— begin Provided entries —
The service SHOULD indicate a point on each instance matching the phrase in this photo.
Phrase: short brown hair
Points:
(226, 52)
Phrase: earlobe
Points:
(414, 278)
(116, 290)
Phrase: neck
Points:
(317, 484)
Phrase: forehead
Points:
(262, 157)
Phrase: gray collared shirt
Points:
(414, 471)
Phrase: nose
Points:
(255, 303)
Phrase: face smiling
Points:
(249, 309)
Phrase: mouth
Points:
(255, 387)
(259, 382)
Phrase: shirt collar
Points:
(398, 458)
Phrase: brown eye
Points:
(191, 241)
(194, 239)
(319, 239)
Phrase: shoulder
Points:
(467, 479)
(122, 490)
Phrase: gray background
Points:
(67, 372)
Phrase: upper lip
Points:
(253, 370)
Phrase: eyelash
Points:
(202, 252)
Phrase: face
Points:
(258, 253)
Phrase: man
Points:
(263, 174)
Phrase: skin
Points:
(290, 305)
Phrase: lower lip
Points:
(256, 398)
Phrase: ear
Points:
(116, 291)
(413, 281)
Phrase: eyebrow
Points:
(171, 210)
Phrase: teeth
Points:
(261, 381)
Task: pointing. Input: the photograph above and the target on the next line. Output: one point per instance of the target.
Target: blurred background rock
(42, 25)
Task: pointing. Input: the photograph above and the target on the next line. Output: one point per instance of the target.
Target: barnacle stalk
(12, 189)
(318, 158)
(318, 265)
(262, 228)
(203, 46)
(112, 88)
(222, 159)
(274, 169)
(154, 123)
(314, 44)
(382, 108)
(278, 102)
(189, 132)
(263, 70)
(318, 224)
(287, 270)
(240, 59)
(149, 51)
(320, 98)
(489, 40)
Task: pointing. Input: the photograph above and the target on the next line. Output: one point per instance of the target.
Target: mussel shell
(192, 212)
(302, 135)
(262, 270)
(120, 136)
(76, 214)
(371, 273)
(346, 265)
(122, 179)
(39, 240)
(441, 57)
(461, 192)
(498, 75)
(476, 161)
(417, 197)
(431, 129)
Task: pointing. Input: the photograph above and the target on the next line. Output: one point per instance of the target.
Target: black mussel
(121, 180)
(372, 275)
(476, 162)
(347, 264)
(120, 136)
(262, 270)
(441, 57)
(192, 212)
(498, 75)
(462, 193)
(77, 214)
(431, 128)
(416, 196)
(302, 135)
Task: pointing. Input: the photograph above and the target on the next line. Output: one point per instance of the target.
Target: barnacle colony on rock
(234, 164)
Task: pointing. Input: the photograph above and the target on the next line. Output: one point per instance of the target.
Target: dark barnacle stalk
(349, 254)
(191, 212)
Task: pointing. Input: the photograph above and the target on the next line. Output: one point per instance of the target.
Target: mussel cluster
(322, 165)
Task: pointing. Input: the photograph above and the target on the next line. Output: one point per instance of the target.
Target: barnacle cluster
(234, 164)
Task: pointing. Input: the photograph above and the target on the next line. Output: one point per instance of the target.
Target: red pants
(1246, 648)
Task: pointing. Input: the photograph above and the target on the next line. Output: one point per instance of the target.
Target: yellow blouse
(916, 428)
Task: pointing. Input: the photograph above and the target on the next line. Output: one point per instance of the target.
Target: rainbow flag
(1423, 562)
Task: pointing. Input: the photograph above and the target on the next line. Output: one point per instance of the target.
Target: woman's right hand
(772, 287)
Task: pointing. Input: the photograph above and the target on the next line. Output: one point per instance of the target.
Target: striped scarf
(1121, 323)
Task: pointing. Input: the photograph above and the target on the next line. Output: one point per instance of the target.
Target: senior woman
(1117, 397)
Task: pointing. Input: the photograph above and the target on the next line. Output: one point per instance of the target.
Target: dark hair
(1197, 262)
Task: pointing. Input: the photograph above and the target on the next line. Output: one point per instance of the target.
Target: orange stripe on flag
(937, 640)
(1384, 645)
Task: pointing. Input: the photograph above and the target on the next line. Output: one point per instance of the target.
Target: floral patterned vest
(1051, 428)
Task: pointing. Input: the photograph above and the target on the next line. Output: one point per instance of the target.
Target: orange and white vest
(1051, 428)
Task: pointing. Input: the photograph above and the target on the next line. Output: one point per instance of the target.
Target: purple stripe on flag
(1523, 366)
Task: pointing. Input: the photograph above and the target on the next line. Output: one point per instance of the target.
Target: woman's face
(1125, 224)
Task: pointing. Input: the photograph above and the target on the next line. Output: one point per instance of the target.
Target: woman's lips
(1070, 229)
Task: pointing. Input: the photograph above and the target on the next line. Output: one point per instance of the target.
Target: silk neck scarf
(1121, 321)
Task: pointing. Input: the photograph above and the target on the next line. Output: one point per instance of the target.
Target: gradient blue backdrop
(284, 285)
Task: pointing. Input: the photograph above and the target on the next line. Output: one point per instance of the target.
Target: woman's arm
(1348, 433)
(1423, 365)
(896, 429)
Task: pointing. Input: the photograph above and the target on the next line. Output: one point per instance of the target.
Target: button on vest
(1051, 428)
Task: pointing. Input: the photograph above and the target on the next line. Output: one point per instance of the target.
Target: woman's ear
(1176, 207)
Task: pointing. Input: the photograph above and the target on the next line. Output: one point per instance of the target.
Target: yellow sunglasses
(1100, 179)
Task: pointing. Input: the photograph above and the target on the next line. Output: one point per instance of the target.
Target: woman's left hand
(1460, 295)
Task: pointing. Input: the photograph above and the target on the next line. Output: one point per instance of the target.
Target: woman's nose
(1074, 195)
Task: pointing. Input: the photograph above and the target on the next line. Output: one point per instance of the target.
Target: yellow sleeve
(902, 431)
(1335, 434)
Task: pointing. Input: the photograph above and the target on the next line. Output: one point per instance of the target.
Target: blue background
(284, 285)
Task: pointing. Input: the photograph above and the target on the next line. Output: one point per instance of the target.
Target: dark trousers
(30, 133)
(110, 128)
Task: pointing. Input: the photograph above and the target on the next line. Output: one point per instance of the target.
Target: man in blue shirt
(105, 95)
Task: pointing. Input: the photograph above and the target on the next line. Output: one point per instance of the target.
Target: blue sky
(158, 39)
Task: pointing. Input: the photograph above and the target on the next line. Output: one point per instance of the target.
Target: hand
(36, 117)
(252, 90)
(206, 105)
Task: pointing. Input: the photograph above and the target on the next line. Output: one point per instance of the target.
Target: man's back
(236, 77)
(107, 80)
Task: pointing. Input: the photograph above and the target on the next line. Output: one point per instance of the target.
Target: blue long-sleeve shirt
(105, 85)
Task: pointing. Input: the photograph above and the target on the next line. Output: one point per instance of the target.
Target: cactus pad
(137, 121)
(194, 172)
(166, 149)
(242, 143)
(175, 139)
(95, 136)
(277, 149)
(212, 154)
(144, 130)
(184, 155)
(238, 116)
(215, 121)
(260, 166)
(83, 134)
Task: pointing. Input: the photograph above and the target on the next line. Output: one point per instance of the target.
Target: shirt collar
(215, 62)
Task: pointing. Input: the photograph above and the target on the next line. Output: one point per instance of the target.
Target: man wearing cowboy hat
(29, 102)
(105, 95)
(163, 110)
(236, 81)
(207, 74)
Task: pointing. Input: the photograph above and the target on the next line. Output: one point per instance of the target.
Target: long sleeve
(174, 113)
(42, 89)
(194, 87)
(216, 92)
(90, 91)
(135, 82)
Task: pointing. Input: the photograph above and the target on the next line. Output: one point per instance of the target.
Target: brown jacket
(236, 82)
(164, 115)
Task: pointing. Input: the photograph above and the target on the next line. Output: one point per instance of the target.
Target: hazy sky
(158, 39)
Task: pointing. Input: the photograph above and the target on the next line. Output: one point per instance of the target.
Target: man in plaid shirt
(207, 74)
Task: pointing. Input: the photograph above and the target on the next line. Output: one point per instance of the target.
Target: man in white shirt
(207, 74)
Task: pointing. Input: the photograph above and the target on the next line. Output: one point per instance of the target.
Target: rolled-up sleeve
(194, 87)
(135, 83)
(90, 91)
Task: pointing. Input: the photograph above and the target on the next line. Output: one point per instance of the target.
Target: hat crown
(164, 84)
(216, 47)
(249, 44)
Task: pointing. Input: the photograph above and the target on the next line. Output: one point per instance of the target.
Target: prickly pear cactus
— end Provided entries —
Pull every line from the data above that contains the word "orange", and copy each one in full. Match case exactly.

#### [Written reply]
Target: orange stripe on flag
Target: orange and white vest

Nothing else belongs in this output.